_WHAT TO WORK ON_.
**1.** Write out the passage about hot rod shops word for word, in full.
**2.** In the rows, rename "Query" to "Target" from the line with "In this exercise you will indicate the handbag" to the line with "x=595, y=92", and give back only those lines with everything else unchanged.

_SOURCE_.

Like I said few make a living at restoration or hot rod work. The biggies that you have heard of like Roy Brizio or Boyd Codington all make money with other ventures, not the rod shop. The first time I visited Brizios shop this was very apparent. The rod shop is about 5000 square feet sitting in the middle of a 50,000 square foot building. The rest of the building is Brizios manufacturing business. It is all non auto related by the way. The rod shop is a hobby, I don't doubt for a second he makes money, but it is a hobby none the less.

So when you go looking for a shop to do your car you have to remember this, you are most likely going to be dealing with an artist. If you think the business end of it is going to go smooth, think again. If you build yourself up and believe everything, you are in for a BIG let down. If you set yourself up for less than that you will be much better off. I suggest getting ready for MUCH, MUCH less and then you will be happy when it only takes five months instead of the ten you got ready for. If he said one month and that is what you are planning, by the time five months rolls around you are ready to kill someone.

Records
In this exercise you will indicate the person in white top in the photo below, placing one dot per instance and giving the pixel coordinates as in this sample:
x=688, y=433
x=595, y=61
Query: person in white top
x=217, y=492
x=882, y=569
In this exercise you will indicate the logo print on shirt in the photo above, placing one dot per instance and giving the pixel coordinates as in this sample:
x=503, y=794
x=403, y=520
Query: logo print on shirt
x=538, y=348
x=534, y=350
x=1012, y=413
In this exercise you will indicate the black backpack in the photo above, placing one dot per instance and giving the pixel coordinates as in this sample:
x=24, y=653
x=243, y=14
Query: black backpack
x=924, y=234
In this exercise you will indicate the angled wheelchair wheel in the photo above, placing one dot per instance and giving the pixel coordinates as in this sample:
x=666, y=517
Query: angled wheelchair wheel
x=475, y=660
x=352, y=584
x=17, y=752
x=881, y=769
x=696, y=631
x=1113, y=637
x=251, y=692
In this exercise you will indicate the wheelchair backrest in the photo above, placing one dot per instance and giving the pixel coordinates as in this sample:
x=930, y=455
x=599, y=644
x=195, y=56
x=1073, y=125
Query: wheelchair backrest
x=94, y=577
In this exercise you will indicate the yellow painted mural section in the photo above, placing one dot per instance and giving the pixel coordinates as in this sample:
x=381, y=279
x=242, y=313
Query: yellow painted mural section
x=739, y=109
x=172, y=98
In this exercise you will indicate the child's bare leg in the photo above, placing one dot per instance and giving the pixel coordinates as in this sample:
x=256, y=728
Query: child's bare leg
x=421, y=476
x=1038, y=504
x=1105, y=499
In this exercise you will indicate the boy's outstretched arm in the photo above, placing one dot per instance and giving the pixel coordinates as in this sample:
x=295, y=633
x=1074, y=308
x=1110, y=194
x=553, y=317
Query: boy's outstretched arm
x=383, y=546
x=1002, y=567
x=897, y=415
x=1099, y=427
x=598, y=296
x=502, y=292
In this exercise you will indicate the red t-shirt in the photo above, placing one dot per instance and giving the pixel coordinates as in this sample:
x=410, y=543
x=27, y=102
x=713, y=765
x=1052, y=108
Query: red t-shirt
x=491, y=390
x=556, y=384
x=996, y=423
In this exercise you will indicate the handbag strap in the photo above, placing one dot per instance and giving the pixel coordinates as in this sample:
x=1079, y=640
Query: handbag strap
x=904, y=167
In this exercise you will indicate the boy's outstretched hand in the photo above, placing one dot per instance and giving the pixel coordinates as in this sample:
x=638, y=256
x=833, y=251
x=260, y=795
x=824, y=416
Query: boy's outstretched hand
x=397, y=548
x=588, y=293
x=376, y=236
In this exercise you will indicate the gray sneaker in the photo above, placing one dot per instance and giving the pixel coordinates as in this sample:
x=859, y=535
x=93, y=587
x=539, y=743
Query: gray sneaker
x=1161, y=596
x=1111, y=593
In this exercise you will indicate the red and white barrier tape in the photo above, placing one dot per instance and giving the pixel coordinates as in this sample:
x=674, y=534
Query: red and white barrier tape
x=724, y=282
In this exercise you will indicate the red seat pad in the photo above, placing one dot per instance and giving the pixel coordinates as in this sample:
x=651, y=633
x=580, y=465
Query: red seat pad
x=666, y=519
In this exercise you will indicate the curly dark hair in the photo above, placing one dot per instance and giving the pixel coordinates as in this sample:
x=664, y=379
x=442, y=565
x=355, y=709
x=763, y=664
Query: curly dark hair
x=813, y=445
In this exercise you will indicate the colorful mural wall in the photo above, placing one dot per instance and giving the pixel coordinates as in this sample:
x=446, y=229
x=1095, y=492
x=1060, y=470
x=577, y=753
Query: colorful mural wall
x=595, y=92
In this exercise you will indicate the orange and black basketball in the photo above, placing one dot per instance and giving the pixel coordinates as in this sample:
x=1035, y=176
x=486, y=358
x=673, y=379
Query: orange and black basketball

_SOLVED TASKS_.
**1.**
Like I said few make a living at restoration or hot rod work. The biggies that you have heard of like Roy Brizio or Boyd Codington all make money with other ventures, not the rod shop. The first time I visited Brizios shop this was very apparent. The rod shop is about 5000 square feet sitting in the middle of a 50,000 square foot building. The rest of the building is Brizios manufacturing business. It is all non auto related by the way. The rod shop is a hobby, I don't doubt for a second he makes money, but it is a hobby none the less.

So when you go looking for a shop to do your car you have to remember this, you are most likely going to be dealing with an artist. If you think the business end of it is going to go smooth, think again. If you build yourself up and believe everything, you are in for a BIG let down. If you set yourself up for less than that you will be much better off. I suggest getting ready for MUCH, MUCH less and then you will be happy when it only takes five months instead of the ten you got ready for. If he said one month and that is what you are planning, by the time five months rolls around you are ready to kill someone.

**2.**
In this exercise you will indicate the handbag strap in the photo above, placing one dot per instance and giving the pixel coordinates as in this sample:
x=1079, y=640
Target: handbag strap
x=904, y=167
In this exercise you will indicate the boy's outstretched hand in the photo above, placing one dot per instance and giving the pixel coordinates as in this sample:
x=638, y=256
x=833, y=251
x=260, y=795
x=824, y=416
Target: boy's outstretched hand
x=397, y=548
x=588, y=293
x=376, y=236
In this exercise you will indicate the gray sneaker in the photo above, placing one dot per instance and giving the pixel coordinates as in this sample:
x=859, y=535
x=93, y=587
x=539, y=743
Target: gray sneaker
x=1161, y=596
x=1111, y=593
In this exercise you will indicate the red and white barrier tape in the photo above, placing one dot per instance and giving the pixel coordinates as in this sample:
x=674, y=534
Target: red and white barrier tape
x=724, y=282
In this exercise you will indicate the red seat pad in the photo above, placing one dot per instance and giving the pixel coordinates as in this sample:
x=651, y=633
x=580, y=465
Target: red seat pad
x=666, y=519
In this exercise you will indicate the curly dark hair in the photo above, placing one dot per instance and giving the pixel coordinates as in this sample:
x=664, y=379
x=442, y=565
x=355, y=709
x=763, y=664
Target: curly dark hair
x=813, y=445
In this exercise you will indicate the colorful mural wall in the photo above, placing one dot per instance and giving the pixel coordinates as in this sample:
x=446, y=229
x=1095, y=492
x=1060, y=470
x=577, y=753
Target: colorful mural wall
x=595, y=92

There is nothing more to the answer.